Convert every line of the records below into a JSON list of strings, one string per line, skipping blank lines. Leave the pictures out of the answer.
((
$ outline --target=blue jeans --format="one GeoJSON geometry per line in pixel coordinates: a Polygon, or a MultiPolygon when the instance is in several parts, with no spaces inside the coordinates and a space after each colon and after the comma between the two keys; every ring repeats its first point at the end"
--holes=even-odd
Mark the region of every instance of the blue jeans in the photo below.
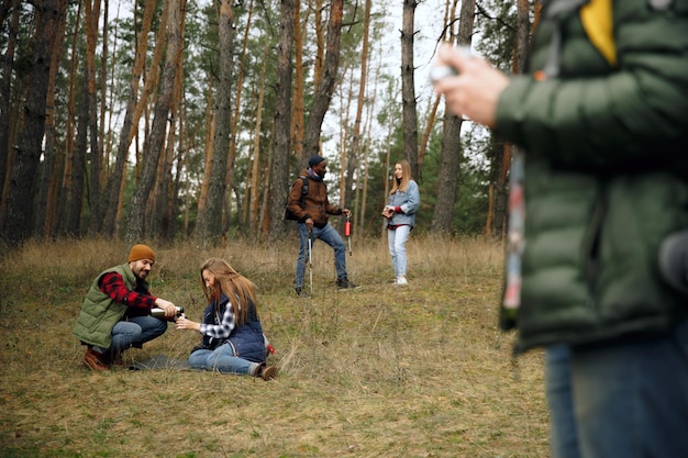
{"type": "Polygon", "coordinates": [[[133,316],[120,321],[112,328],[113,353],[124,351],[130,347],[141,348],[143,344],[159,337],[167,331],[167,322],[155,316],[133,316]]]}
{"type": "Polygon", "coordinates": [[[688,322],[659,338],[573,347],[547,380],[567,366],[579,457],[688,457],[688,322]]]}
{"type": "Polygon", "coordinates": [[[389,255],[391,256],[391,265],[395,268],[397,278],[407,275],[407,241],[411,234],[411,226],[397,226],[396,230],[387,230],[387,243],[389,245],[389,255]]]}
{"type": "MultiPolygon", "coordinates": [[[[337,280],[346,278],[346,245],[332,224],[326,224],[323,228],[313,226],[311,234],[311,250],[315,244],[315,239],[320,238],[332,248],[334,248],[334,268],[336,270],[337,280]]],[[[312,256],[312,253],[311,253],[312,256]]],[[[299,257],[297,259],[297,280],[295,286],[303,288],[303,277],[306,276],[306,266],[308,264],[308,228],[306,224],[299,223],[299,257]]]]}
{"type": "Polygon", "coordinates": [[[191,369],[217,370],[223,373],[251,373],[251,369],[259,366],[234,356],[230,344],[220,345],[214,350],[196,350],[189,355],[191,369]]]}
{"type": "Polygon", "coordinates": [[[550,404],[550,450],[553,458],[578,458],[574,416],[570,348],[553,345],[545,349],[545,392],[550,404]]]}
))
• Reply to the exercise:
[
  "$ outline --target=blue jeans --format=\"one GeoJSON geometry per line in pixel coordinates: a Polygon, or a MultiPolygon when the instance is in several parts, with no spaces inside the coordinates and a space after each colon and after the comma between the two keys; every ring repeats its first point at the end\"",
  "--holes=even-odd",
  "Mark the region of every instance of the blue jeans in the photo below.",
  "{\"type\": \"Polygon\", \"coordinates\": [[[133,316],[120,321],[112,328],[113,353],[124,351],[130,347],[141,348],[143,344],[159,337],[167,331],[167,322],[155,316],[133,316]]]}",
  "{\"type\": \"Polygon\", \"coordinates\": [[[688,322],[659,338],[573,347],[547,380],[567,366],[579,457],[688,457],[688,322]]]}",
  "{\"type\": \"Polygon\", \"coordinates\": [[[389,255],[391,256],[391,265],[395,268],[397,278],[407,275],[407,241],[411,234],[411,226],[397,226],[396,230],[387,230],[387,243],[389,245],[389,255]]]}",
  "{\"type\": \"MultiPolygon\", \"coordinates\": [[[[337,280],[346,278],[346,245],[332,224],[326,224],[323,228],[313,226],[311,234],[311,250],[315,244],[315,239],[320,238],[332,248],[334,248],[334,268],[336,270],[337,280]]],[[[312,256],[312,253],[311,253],[312,256]]],[[[299,257],[297,259],[297,280],[295,286],[303,288],[303,277],[306,276],[306,266],[308,264],[308,228],[306,224],[299,223],[299,257]]]]}",
  "{\"type\": \"Polygon\", \"coordinates\": [[[191,369],[217,370],[223,373],[251,373],[251,369],[259,366],[234,356],[230,344],[220,345],[214,350],[196,350],[189,355],[191,369]]]}",
  "{\"type\": \"Polygon\", \"coordinates\": [[[550,404],[550,450],[553,458],[578,458],[574,416],[570,348],[553,345],[545,349],[545,392],[550,404]]]}"
]